» TASK DETAILS:
Word for word, please restate each record and pass over the pictures.

Dataset excerpts
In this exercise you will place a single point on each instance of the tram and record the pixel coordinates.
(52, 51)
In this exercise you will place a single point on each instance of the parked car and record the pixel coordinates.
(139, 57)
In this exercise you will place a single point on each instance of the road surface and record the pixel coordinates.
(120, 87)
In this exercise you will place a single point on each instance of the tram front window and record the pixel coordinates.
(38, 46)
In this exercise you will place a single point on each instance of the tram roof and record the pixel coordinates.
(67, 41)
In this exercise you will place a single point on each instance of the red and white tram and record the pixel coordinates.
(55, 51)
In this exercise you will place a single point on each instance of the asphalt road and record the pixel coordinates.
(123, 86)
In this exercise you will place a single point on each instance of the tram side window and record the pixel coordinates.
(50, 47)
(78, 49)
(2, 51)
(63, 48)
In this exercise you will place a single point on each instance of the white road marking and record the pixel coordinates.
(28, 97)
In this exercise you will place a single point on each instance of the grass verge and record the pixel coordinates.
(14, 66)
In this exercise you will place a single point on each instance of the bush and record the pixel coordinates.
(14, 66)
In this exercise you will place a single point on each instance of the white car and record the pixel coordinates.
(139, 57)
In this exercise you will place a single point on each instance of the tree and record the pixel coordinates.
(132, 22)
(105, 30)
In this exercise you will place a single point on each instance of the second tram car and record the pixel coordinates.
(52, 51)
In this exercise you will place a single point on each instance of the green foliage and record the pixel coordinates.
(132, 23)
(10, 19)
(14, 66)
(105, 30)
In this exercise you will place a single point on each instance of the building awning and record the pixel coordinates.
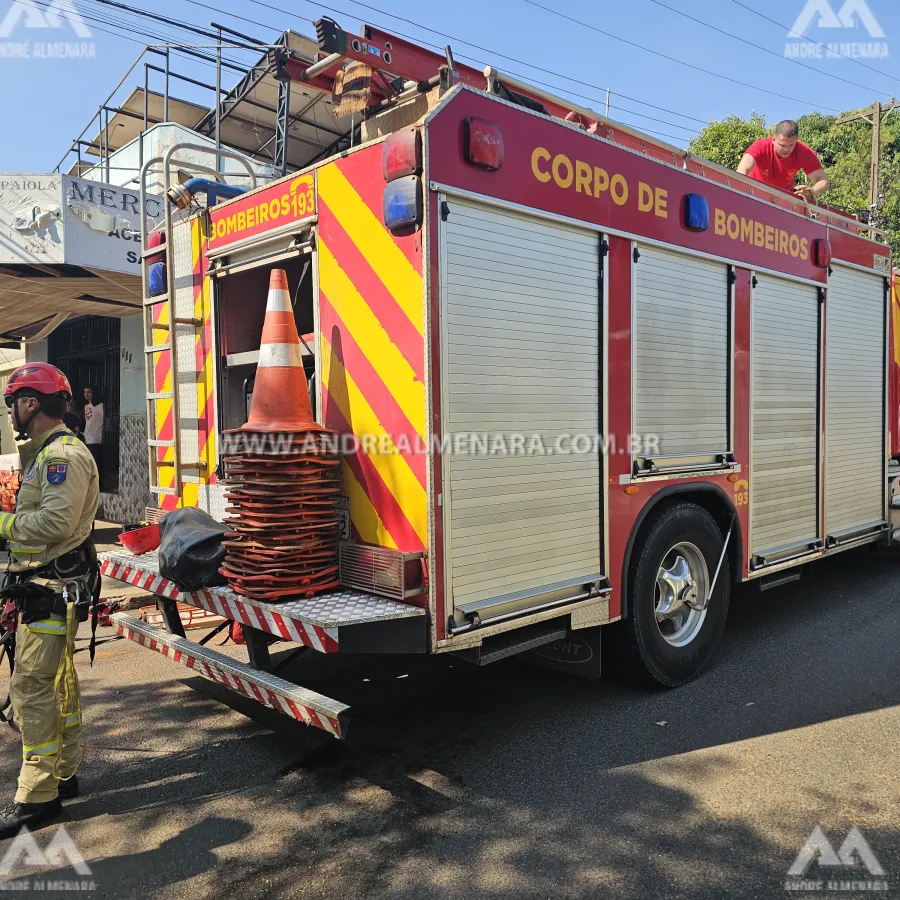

» ANSWER SPACE:
In this exercise you will place a single point on each instance of the tram and record the pixel coordinates.
(52, 51)
In this exercise you will place a single point on each instance of the parked car and record the pixel coordinates.
(139, 57)
In this exercise you will place a single point on each instance of the road surface and record the pixel coordinates.
(120, 87)
In this exercise you will place a single point on each instance of the tram front window and record the pixel coordinates.
(38, 46)
In this exercise you will place a single point on each instance of the tram roof and record the pixel coordinates.
(67, 41)
In this exercise you will place a single point on each instance of the red and white tram and record the pixel coordinates.
(55, 51)
In this exercise you will place a single point on each instance of the asphalt road and record the pixel coordinates.
(123, 86)
In this exercise you will place a single point on each instance of the tram side window and record the pixel coordinates.
(50, 47)
(78, 49)
(2, 51)
(63, 48)
In this exercise you will place a single point on each instance of the white road marking and record the pixel coordinates.
(28, 97)
In this exercise you will place a single point on each instance of the grass verge and record the pixel coordinates.
(14, 66)
In this exercise you will place a single point on each instance of the bush and record the pixel coordinates.
(14, 66)
In this exercise you will place a single point on each instance of the white car and record the pixel coordinates.
(139, 57)
In this exercise you will place a single point on each instance of the tree and record the pixel coordinates.
(132, 22)
(105, 30)
In this exercise you will place a single point on each instance of the second tram car and record the pixel coordinates.
(52, 51)
In this exercise you will place a single point on each instance of the green foliage and record the pixel coordinates.
(132, 23)
(10, 19)
(14, 66)
(105, 30)
In this exercise you will place a single point on each instance of the building awning and record the pixel coordinates.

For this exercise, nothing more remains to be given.